§ WRITTEN REQUEST 1
From the passage on double integrals, output the portion from "The picture is" up to and including "the exact one.".
§ WRITTEN REQUEST 2
Count the lines in the records that contain the string "dark", matching case exactly, and reply with only that number.
SELECTED TEXT start
For a function of two variables $z = f(x, y)$, the analogue is to chop a region $R$ in the $xy$-plane into tiny rectangles, multiply each rectangle's area by a function value, sum, and take the limit. The result is the double integral.

Double integral

For $f$ continuous on a bounded region $R \subset \mathbb{R}^2$, partition $R$ into $n$ tiny pieces with areas $\Delta A_i$, pick a sample point $(x_i^*, y_i^*)$ in each, and form the Riemann sum

$$ S_n = \sum_{i=1}^{n} f(x_i^*, y_i^*)\,\Delta A_i. $$

The double integral is the limit as the pieces shrink to zero size:

$$ \iint_R f(x, y)\,dA \;=\; \lim_{\max \Delta A_i \to 0}\; S_n. $$

The picture is the same one you've seen for single integrals — just one dimension richer. Each term $f(x_i^*, y_i^*)\,\Delta A_i$ is the volume of a thin rectangular column standing on the patch $\Delta A_i$ and rising to the surface $z = f(x, y)$. Adding them gives an approximate volume; the limit gives the exact one.

Left: a region $R$ chopped into tiny rectangular patches. Right: each patch is the base of a thin column rising to the surface $z = f(x, y)$. Summing all column volumes and shrinking the patches gives $\iint_R f\,dA$.

When $f$ is non-negative, $\iint_R f\,dA$ is the volume of the solid that sits above $R$ and below the surface $z = f(x, y)$. When $f$ takes both signs, you get signed volume: regions where $f < 0$ subtract. Setting $f \equiv 1$ collapses the formula to the area of $R$:

$$ \text{Area}(R) \;=\; \iint_R 1\,dA. $$

More than volume

Don't take "volume under a surface" too literally — it's just the easiest picture. If $f$ is a mass density, $\iint_R f\,dA$ is total mass. If $f$ is a probability density, it's a probability. The double integral is a general "accumulate $f$ over $R$" operation; volume is one interpretation among many.
SELECTED TEXT end
EXTRACTED DATA start
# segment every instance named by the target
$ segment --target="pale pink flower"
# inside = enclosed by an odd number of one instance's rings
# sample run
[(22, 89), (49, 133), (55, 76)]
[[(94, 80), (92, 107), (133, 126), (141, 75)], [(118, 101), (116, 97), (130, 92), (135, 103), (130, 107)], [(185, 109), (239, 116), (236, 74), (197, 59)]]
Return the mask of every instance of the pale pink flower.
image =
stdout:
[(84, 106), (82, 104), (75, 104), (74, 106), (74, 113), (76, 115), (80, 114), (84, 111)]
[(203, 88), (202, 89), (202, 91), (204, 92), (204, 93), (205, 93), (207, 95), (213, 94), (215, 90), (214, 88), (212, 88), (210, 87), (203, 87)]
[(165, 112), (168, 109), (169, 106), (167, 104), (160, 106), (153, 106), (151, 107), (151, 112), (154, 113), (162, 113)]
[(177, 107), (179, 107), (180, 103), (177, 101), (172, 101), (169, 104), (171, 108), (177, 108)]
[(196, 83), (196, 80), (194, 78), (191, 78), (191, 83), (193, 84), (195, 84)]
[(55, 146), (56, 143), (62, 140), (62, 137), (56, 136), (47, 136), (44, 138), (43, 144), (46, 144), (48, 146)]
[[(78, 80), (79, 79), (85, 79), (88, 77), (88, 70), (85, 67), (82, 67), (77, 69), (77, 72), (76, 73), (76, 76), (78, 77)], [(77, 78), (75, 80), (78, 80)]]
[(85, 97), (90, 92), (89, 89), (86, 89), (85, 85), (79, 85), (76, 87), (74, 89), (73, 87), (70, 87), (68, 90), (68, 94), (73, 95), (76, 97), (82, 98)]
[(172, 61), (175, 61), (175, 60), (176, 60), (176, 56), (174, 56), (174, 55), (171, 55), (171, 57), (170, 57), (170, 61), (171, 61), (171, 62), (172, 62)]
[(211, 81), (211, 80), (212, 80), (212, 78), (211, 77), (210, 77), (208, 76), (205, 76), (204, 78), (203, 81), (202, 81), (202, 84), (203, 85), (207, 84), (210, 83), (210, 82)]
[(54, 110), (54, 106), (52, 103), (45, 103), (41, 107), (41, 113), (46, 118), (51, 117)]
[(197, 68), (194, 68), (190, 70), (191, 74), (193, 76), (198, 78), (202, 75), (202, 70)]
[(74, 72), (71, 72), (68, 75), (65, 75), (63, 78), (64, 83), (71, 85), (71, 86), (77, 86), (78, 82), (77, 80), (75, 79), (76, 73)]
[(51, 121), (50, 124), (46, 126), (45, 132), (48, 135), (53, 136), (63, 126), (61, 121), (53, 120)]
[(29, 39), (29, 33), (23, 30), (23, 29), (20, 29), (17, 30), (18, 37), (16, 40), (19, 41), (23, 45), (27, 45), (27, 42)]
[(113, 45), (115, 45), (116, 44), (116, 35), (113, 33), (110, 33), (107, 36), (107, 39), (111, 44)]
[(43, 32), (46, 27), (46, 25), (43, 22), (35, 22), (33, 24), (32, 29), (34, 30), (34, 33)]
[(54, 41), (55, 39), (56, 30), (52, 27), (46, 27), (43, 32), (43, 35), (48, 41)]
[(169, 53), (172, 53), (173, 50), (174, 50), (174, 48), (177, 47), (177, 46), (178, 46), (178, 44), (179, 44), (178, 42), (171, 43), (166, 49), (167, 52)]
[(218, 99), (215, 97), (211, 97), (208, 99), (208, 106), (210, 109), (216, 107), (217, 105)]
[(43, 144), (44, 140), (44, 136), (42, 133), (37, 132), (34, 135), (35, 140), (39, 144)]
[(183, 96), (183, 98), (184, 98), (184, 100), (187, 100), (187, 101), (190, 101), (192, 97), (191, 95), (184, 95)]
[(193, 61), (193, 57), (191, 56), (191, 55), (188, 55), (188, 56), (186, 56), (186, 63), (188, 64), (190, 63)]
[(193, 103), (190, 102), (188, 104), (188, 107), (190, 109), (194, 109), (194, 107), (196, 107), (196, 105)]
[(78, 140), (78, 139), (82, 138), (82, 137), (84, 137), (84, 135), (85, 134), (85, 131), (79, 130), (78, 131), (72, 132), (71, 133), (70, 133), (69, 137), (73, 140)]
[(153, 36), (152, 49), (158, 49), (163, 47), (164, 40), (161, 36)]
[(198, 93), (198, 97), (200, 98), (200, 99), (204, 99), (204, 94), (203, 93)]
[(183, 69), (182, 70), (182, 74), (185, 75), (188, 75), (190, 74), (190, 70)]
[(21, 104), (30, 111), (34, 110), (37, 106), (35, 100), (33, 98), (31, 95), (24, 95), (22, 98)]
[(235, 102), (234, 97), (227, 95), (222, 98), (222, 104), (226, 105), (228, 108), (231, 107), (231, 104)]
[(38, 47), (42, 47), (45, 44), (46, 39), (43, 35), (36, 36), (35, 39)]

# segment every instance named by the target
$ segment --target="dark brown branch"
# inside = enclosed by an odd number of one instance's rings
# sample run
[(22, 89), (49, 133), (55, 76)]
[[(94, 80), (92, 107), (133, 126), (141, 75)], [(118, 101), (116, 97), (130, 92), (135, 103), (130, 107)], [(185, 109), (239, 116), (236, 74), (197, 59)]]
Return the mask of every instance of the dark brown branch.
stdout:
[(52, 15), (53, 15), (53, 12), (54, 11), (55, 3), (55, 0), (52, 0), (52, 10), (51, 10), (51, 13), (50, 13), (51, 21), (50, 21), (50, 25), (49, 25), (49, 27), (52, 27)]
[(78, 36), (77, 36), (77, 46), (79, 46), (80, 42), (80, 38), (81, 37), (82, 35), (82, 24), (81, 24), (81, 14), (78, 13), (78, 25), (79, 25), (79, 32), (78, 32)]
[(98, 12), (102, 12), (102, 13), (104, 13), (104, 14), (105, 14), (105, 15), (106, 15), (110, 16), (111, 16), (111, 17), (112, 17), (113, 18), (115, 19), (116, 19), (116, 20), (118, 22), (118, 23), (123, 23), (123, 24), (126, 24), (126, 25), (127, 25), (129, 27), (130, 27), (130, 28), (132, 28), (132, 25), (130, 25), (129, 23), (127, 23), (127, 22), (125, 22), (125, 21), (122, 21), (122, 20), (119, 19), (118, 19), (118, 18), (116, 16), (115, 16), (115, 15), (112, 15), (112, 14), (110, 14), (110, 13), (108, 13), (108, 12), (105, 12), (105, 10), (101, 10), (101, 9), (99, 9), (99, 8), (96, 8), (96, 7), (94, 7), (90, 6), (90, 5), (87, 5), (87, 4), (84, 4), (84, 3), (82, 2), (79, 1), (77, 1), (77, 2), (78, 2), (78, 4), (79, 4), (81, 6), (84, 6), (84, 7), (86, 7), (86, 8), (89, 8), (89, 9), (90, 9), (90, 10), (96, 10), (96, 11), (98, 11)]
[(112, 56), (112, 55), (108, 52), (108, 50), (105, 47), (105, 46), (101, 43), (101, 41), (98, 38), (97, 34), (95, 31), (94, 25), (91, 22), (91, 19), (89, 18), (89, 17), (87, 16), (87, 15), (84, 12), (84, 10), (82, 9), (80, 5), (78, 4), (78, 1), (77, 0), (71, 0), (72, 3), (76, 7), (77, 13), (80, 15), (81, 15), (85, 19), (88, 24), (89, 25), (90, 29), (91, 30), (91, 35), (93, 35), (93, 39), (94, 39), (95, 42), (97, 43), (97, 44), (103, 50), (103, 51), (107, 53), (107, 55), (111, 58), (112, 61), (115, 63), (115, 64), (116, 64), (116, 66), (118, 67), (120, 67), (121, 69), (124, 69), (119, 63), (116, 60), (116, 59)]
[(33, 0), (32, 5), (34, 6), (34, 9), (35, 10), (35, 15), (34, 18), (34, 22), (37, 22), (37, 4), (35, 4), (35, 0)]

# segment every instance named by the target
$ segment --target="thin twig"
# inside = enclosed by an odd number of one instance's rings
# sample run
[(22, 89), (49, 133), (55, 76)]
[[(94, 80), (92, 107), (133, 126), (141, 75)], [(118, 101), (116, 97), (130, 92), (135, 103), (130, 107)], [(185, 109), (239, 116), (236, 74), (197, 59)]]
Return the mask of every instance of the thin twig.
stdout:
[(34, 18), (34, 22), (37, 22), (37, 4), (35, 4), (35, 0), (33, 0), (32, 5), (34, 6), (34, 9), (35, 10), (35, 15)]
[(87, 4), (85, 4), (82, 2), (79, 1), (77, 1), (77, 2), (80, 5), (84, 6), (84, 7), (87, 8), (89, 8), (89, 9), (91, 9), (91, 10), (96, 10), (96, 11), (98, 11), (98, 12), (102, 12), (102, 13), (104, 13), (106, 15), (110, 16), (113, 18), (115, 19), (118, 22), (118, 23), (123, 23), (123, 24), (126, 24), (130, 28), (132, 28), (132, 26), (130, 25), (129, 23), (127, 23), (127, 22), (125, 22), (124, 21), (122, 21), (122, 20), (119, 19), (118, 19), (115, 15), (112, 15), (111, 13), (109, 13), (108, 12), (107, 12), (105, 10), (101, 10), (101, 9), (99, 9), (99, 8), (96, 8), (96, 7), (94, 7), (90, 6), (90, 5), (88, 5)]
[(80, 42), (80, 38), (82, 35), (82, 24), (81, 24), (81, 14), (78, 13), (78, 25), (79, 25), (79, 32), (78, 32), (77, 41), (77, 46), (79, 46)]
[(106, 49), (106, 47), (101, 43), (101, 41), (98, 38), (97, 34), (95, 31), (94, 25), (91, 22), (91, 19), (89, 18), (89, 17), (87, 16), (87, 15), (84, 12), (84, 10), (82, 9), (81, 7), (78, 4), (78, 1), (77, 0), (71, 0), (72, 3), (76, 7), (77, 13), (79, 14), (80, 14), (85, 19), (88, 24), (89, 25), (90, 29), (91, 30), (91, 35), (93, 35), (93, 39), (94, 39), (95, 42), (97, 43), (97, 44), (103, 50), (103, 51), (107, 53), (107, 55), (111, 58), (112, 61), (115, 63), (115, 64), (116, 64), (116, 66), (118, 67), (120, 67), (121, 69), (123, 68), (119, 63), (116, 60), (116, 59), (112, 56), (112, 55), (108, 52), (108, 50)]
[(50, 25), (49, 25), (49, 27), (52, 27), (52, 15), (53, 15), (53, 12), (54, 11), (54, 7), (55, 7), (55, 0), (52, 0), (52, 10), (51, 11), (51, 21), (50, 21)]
EXTRACTED DATA end
EXTRACTED DATA start
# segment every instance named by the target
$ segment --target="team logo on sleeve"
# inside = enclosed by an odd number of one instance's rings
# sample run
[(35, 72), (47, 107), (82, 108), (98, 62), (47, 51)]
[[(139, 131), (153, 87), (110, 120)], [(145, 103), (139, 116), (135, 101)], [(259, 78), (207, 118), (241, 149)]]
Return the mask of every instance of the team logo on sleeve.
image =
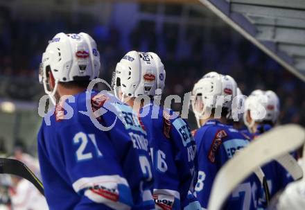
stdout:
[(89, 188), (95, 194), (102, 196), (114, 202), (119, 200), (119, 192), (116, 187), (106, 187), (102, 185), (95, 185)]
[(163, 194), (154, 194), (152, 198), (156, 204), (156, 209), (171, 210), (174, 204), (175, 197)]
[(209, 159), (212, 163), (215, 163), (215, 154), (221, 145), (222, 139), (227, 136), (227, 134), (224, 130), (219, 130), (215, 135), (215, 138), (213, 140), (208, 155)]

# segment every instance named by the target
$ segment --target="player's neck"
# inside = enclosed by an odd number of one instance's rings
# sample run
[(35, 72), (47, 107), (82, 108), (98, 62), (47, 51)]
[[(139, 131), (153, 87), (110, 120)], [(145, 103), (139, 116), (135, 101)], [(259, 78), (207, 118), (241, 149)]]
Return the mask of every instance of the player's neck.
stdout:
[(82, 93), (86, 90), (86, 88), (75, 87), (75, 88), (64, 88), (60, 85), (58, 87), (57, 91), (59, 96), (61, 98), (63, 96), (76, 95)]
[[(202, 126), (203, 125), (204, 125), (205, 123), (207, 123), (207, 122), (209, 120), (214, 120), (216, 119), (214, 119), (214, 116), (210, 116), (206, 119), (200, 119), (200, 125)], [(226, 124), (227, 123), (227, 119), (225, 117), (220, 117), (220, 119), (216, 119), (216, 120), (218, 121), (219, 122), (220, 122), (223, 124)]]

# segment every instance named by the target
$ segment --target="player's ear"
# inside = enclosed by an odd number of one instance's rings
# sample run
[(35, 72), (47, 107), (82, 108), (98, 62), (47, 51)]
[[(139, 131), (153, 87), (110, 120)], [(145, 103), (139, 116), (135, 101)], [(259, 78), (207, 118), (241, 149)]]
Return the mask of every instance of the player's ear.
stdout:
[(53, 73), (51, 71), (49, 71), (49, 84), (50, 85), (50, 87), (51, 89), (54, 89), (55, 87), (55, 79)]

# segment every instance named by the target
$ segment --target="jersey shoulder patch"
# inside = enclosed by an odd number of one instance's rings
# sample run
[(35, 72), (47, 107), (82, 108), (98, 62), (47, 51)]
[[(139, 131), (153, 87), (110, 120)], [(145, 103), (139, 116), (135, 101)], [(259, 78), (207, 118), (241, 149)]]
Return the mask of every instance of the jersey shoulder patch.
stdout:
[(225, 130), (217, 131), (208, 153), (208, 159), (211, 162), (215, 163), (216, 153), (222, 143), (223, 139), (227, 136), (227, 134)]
EXTRACTED DATA end
§ EXPECTED ANSWER 1
The picture is the same one you've seen for single integrals — just one dimension richer. Each term $f(x_i^*, y_i^*)\,\Delta A_i$ is the volume of a thin rectangular column standing on the patch $\Delta A_i$ and rising to the surface $z = f(x, y)$. Adding them gives an approximate volume; the limit gives the exact one.

§ EXPECTED ANSWER 2
2